Retype the listing below word for word, from the line containing "the white t-shirt" through the final line of the listing, including both of those lines.

[Stored records]
-----

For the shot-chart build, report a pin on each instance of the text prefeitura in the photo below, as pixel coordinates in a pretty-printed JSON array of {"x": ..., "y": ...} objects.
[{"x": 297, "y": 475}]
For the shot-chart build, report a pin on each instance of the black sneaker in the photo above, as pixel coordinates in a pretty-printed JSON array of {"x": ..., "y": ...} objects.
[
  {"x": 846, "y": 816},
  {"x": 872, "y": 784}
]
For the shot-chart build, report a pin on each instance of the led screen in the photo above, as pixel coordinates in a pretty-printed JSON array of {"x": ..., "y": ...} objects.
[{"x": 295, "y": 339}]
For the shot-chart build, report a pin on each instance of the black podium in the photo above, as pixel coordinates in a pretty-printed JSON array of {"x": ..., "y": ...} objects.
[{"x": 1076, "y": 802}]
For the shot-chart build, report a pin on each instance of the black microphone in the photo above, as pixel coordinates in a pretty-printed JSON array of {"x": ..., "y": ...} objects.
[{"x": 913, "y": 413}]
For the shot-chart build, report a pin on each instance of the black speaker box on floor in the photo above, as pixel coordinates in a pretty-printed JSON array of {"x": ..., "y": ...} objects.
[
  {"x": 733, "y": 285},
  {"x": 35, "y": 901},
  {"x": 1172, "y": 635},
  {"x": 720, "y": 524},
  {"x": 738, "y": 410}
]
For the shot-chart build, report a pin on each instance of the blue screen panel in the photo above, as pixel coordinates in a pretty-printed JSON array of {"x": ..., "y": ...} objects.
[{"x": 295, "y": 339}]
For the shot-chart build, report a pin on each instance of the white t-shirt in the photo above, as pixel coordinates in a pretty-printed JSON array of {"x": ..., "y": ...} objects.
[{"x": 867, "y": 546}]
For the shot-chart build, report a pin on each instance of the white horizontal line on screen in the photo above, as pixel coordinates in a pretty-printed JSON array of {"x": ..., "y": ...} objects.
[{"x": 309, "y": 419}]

-----

EXERCISE OUTPUT ▸
For the shot-chart build, report a pin on each instance of the white t-shirt in the photo above, as pixel coordinates in a pretty-printed JSON array of {"x": ..., "y": ...} objects.
[{"x": 867, "y": 546}]
For the shot-chart build, report a pin on each instance of the white horizontal line on screen in the photo above, as pixel coordinates in a pretty-printed JSON array of {"x": ..., "y": ...} objects.
[{"x": 309, "y": 419}]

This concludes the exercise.